» **EXERCISE DATA**:
........

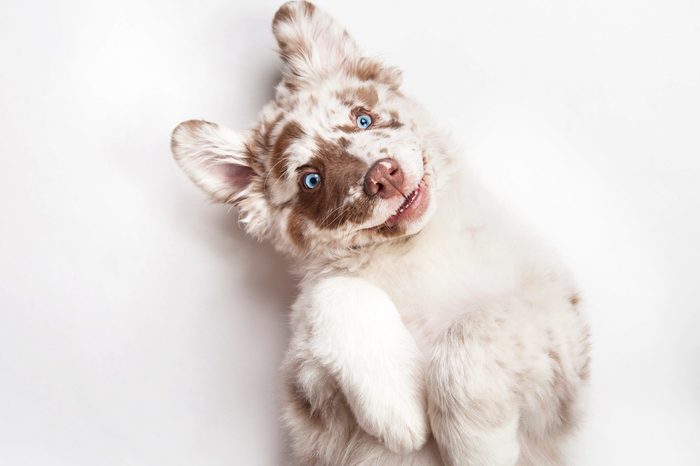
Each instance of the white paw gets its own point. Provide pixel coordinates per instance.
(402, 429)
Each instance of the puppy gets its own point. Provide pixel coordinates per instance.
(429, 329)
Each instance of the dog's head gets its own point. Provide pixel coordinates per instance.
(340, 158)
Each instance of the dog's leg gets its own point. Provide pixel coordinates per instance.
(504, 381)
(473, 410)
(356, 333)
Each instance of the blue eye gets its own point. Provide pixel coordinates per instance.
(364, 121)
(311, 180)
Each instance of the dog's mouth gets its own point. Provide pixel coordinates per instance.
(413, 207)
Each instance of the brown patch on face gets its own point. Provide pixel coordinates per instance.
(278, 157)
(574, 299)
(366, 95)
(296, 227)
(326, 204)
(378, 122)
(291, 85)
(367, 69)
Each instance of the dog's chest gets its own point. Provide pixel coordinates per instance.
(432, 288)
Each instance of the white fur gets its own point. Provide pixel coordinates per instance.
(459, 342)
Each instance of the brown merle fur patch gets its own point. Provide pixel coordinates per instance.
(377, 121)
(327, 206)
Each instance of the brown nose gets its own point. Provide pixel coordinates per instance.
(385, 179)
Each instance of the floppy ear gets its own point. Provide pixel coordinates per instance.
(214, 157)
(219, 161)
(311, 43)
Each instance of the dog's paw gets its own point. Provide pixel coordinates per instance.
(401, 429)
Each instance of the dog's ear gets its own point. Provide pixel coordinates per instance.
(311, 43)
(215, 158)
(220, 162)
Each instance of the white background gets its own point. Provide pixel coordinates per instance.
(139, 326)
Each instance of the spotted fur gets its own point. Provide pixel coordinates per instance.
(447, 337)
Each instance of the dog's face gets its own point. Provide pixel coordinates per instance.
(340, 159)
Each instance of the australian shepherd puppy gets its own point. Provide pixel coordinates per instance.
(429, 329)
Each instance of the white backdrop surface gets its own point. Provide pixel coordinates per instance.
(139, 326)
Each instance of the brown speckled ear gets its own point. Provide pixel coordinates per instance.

........

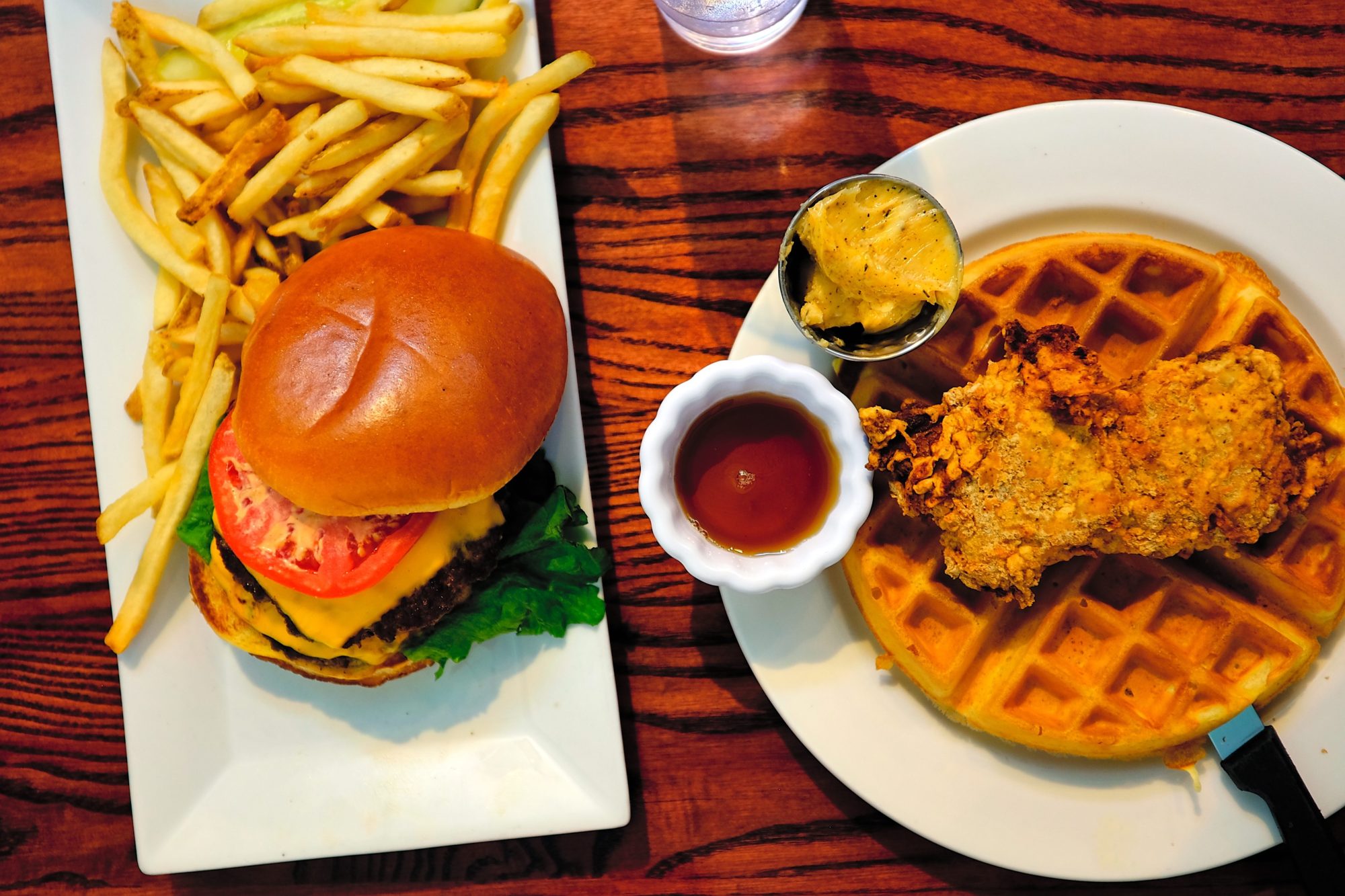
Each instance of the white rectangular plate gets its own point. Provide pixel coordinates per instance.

........

Set down exactly the lines of the data above, beginning with the line that has "Each instance of the floppy" and ending with the line that has "Each instance of the brown speckled", and no others.

» **EXERCISE ANSWER**:
Each instance of the floppy ear gets its own point. Provide pixel coordinates per instance.
(214, 157)
(219, 161)
(311, 43)
Each instance of the dog's paw gets its own point. Provide pixel coordinates per instance.
(401, 429)
Each instance of the dog's ear gets its own point. Provide pixel coordinates per instance.
(311, 43)
(215, 158)
(220, 162)
Each instance of the white background gets its own point. Provide pixel coordinates per instance.
(139, 326)
Each instance of the spotted fur gets its own point. Provide pixel coordinates per instance.
(447, 337)
Each instance of the dog's face gets its own point. Provide pixel coordinates per instance.
(340, 159)
Each instance of the australian shepherd puppy gets its own point. Provide pixel coordinates per instance.
(429, 329)
Each instance of the white backdrop surface gets its own point. Provide pixel coordinates per instance.
(139, 326)
Each instance of the brown speckled ear gets its own point. Provide pixel coordinates per instance.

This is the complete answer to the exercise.